(Listed entries)
--- START ---

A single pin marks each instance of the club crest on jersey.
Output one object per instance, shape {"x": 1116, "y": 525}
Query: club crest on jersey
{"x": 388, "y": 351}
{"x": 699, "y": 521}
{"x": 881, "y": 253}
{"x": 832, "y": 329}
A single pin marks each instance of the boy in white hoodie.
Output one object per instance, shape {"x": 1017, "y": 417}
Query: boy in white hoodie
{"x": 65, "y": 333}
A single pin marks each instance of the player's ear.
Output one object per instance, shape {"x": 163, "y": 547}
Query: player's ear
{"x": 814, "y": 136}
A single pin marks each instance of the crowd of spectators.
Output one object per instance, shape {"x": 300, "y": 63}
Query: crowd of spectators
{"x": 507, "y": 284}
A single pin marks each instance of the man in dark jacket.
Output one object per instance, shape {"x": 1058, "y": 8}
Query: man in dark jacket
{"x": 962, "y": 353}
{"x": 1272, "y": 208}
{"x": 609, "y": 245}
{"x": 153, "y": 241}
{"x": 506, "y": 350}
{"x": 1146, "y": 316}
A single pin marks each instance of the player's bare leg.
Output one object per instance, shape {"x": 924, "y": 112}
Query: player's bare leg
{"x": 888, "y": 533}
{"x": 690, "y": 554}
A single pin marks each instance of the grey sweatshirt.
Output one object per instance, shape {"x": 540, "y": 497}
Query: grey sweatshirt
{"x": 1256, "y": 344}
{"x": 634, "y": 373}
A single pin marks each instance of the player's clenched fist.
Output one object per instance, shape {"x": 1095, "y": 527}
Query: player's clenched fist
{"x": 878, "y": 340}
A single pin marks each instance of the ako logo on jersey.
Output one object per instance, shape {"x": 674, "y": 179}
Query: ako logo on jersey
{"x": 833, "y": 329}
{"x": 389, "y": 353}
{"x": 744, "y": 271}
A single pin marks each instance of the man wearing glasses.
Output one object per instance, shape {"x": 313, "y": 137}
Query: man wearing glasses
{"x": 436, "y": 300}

--- END ---

(What to work on) Rewrite the listing starting at the line that contains "A single pin marks each instance of the man wearing" and stopping after its final line, replacing "glasses" with "spectacles" and keeping all else unchanged.

(Exercise output)
A single pin marks each instance of the man wearing spectacles.
Output one object per instance, shape {"x": 313, "y": 137}
Query: man wearing spectacles
{"x": 436, "y": 300}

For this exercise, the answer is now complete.